**Work task**
Please copy out the listing below in full and exactly.

**Exercise data**
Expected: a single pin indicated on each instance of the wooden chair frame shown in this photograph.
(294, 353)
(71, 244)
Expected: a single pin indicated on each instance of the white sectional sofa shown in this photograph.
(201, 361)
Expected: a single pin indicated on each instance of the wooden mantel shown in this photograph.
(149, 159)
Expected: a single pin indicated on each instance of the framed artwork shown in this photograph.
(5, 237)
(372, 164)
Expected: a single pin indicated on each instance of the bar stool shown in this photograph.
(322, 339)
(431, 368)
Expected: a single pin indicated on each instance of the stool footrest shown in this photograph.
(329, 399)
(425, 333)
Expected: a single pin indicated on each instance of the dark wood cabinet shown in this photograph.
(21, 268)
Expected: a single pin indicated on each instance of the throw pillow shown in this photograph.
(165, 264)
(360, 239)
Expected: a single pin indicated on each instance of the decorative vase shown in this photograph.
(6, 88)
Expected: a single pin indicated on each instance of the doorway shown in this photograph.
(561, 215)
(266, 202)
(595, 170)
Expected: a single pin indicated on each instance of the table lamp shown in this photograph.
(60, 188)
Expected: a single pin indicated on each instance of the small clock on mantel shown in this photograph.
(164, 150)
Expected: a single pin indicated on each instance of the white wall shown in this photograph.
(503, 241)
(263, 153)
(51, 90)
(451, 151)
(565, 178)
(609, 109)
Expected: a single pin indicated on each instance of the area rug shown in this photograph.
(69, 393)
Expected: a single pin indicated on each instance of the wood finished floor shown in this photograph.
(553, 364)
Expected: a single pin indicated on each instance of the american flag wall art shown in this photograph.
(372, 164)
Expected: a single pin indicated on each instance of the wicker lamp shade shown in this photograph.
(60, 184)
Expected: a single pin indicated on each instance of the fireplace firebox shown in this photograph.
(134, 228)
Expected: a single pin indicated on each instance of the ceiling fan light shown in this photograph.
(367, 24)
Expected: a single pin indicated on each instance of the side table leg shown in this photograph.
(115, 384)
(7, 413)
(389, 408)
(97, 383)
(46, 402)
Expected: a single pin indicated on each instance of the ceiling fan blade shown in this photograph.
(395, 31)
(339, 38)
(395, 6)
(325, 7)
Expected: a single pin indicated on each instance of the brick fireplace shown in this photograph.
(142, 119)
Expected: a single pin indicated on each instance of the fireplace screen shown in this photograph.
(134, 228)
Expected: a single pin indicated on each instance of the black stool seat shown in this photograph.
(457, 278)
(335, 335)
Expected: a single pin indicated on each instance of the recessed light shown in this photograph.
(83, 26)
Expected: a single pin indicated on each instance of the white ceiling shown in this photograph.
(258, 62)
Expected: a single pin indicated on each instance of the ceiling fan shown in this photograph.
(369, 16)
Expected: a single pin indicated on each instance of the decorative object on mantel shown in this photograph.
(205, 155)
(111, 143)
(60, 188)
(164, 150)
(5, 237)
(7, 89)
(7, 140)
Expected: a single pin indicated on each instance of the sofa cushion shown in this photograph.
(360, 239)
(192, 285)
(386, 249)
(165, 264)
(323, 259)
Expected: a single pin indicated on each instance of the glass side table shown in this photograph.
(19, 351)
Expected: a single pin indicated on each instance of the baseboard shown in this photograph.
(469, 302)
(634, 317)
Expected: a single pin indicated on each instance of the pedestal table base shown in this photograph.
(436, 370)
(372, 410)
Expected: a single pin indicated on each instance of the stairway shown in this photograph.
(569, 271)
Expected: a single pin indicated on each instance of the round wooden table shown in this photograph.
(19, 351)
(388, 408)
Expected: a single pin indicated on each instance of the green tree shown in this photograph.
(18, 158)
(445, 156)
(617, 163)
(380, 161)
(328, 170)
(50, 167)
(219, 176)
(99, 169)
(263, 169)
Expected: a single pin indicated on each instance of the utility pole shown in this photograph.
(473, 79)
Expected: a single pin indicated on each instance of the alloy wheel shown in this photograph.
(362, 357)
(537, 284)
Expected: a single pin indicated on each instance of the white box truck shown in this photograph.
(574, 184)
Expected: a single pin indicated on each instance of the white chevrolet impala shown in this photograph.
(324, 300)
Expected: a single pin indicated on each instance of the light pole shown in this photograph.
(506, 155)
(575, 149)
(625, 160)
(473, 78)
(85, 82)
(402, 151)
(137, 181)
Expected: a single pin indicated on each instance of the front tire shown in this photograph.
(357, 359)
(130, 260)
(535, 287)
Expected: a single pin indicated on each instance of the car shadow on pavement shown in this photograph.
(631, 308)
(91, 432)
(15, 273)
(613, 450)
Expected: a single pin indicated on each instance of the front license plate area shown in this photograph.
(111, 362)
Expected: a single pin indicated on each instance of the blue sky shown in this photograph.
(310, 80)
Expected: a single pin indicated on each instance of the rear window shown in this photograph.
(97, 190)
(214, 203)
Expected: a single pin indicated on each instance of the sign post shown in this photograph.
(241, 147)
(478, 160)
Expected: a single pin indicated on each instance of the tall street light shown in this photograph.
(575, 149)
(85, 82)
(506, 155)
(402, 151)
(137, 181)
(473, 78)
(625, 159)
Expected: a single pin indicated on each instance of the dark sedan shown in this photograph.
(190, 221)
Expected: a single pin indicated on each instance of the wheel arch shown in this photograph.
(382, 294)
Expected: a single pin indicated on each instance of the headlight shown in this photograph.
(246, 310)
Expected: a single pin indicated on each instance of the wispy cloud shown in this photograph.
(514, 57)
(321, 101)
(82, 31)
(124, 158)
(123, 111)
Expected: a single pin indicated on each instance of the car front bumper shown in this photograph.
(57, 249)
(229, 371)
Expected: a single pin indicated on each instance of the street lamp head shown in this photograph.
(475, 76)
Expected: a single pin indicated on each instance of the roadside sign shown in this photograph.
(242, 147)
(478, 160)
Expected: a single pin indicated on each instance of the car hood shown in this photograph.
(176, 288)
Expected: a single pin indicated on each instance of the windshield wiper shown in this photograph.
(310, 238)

**Output for this task**
Expected: a single pin indicated on each instance of the wooden chair frame shown in this photograph.
(294, 353)
(71, 244)
Expected: a single pin indicated on each instance of the white sectional sofa shown in this photograph.
(201, 361)
Expected: a single pin indicated on each instance of the wooden mantel shown in this photograph.
(149, 159)
Expected: a single pin indicated on each instance of the framed artwork shown in this photograph.
(5, 237)
(372, 164)
Expected: a single pin indicated on each instance of the bar stool shown in this photograph.
(322, 339)
(431, 368)
Expected: a single pin indicated on each instance of the stool footrest shown in this photograph.
(329, 399)
(425, 333)
Expected: a single pin indicated on each instance of the dark wood cabinet shown in this photograph.
(21, 268)
Expected: a single pin indicated on each instance of the throw pillow shown in this photograph.
(165, 264)
(360, 239)
Expected: a single pin indicated on each instance of the decorative vase shown in this photograph.
(6, 88)
Expected: a single pin indicated on each instance of the doorway shown in this photograph.
(561, 215)
(266, 202)
(595, 170)
Expected: a single pin indicated on each instance of the table lamp shown in this photograph.
(60, 188)
Expected: a single pin indicated on each instance of the small clock on mantel shown in this photograph.
(164, 150)
Expected: a single pin indicated on each instance of the white wall shown in this photograph.
(503, 241)
(263, 153)
(51, 90)
(451, 151)
(565, 178)
(609, 109)
Expected: a single pin indicated on each instance of the area rug shown in this photograph.
(69, 393)
Expected: a single pin indicated on each instance of the wood finished floor shown in this photograph.
(553, 364)
Expected: a single pin indicated on each instance of the american flag wall art shown in this photograph.
(372, 164)
Expected: a single pin indicated on each instance of the wicker lamp shade shown in this photograph.
(60, 184)
Expected: a single pin indicated on each instance of the fireplace firebox shown in this photograph.
(134, 228)
Expected: a single pin indicated on each instance of the ceiling fan light shown in this photograph.
(367, 24)
Expected: a single pin indicated on each instance of the side table leg shown in this photograph.
(115, 384)
(7, 413)
(389, 408)
(97, 383)
(46, 402)
Expected: a single pin indicated on each instance of the ceiling fan blade shown in this photograph.
(395, 31)
(339, 38)
(395, 6)
(325, 7)
Expected: a single pin indicated on each instance of the brick fireplace shown in this photograph.
(142, 119)
Expected: a single pin indicated on each instance of the fireplace screen shown in this photograph.
(134, 228)
Expected: a single pin indicated on each instance of the black stool seat shown in this photograph.
(457, 278)
(335, 335)
Expected: a single pin indicated on each instance of the recessed light shown in this photograph.
(83, 26)
Expected: a single pin indicated on each instance of the white ceiling shown in this photograph.
(258, 62)
Expected: a single pin indicated on each instance of the ceiling fan shown in this photograph.
(369, 16)
Expected: a single pin indicated on each instance of the decorative object on mantel shown in this photograph.
(205, 155)
(111, 143)
(60, 188)
(164, 150)
(5, 237)
(7, 89)
(7, 140)
Expected: a single pin indicated on each instance of the sofa cushion shown in this photograph.
(360, 239)
(192, 285)
(386, 249)
(165, 264)
(323, 259)
Expected: a single pin indicated on each instance of the glass side table shown in this photograph.
(19, 351)
Expected: a single pin indicated on each instance of the baseboard shown in this photograph.
(469, 302)
(634, 317)
Expected: a single pin indicated on each instance of the pedestal table base shown in this photograph.
(436, 370)
(372, 410)
Expected: a single pin indicated on each instance of the stairway shown in this photograph.
(569, 271)
Expected: a single pin indicated on each instance of the round wooden table shown in this photograph.
(19, 351)
(388, 408)
Expected: a single pin indicated on each instance of the green tree shown in this photograph.
(18, 158)
(445, 156)
(617, 163)
(380, 161)
(328, 170)
(50, 167)
(219, 176)
(99, 169)
(263, 169)
Expected: a single pin indicated on each instance of the utility pole shown in this photograph.
(473, 79)
Expected: a single pin indicated on each instance of the alloy wheel shown in this photograph.
(362, 357)
(537, 284)
Expected: a single pin indicated on each instance of the white box truck shown in this photograph.
(574, 184)
Expected: a single pin indicated on each instance of the white chevrolet impala shown in this photograph.
(324, 300)
Expected: a single pin indicated on each instance of the light pole shown in this photograph.
(506, 155)
(575, 149)
(625, 160)
(473, 78)
(85, 82)
(402, 151)
(137, 181)
Expected: a single pin indicated on each instance of the front tire shown in this photograph.
(357, 359)
(130, 260)
(535, 287)
Expected: a single pin indicated on each instance of the car shadow on pavement shown in this photograph.
(631, 308)
(91, 432)
(15, 273)
(613, 450)
Expected: a single pin indicated on each instance of the front license plate area shown in this photograph.
(111, 362)
Expected: a single pin indicated on each instance of the blue sky shown in this photograph.
(310, 80)
Expected: a single pin indicated on each instance of the rear window shown in this photograph.
(97, 190)
(214, 203)
Expected: a single pin indicated on each instance of the sign post shown in this photograph.
(241, 147)
(478, 160)
Expected: a single pin indicated on each instance of the tall street light shown in this photograph.
(575, 149)
(85, 82)
(506, 155)
(402, 151)
(137, 181)
(473, 78)
(625, 159)
Expected: a single pin indicated on each instance of the dark sedan shown in this photograph.
(190, 221)
Expected: a single pin indicated on each instance of the wheel arch shown in this photograph.
(382, 294)
Expected: a single pin indicated on each instance of the headlight shown in this photograph.
(246, 310)
Expected: a single pin indicated on each instance of the wispy cloud shown in this photograph.
(514, 57)
(321, 101)
(82, 31)
(124, 158)
(123, 111)
Expected: a single pin indicated on each instance of the car front bumper shown in this photograph.
(57, 249)
(229, 371)
Expected: a single pin indicated on each instance of the street lamp head shown in this photograph.
(475, 76)
Expected: a single pin indicated on each instance of the roadside sign shown in this photograph.
(242, 147)
(478, 160)
Expected: a single pin indicated on each instance of the car hood shown in this photograph.
(176, 288)
Expected: a single pin indicated on each instance of the windshield wiper shown in this photograph.
(310, 238)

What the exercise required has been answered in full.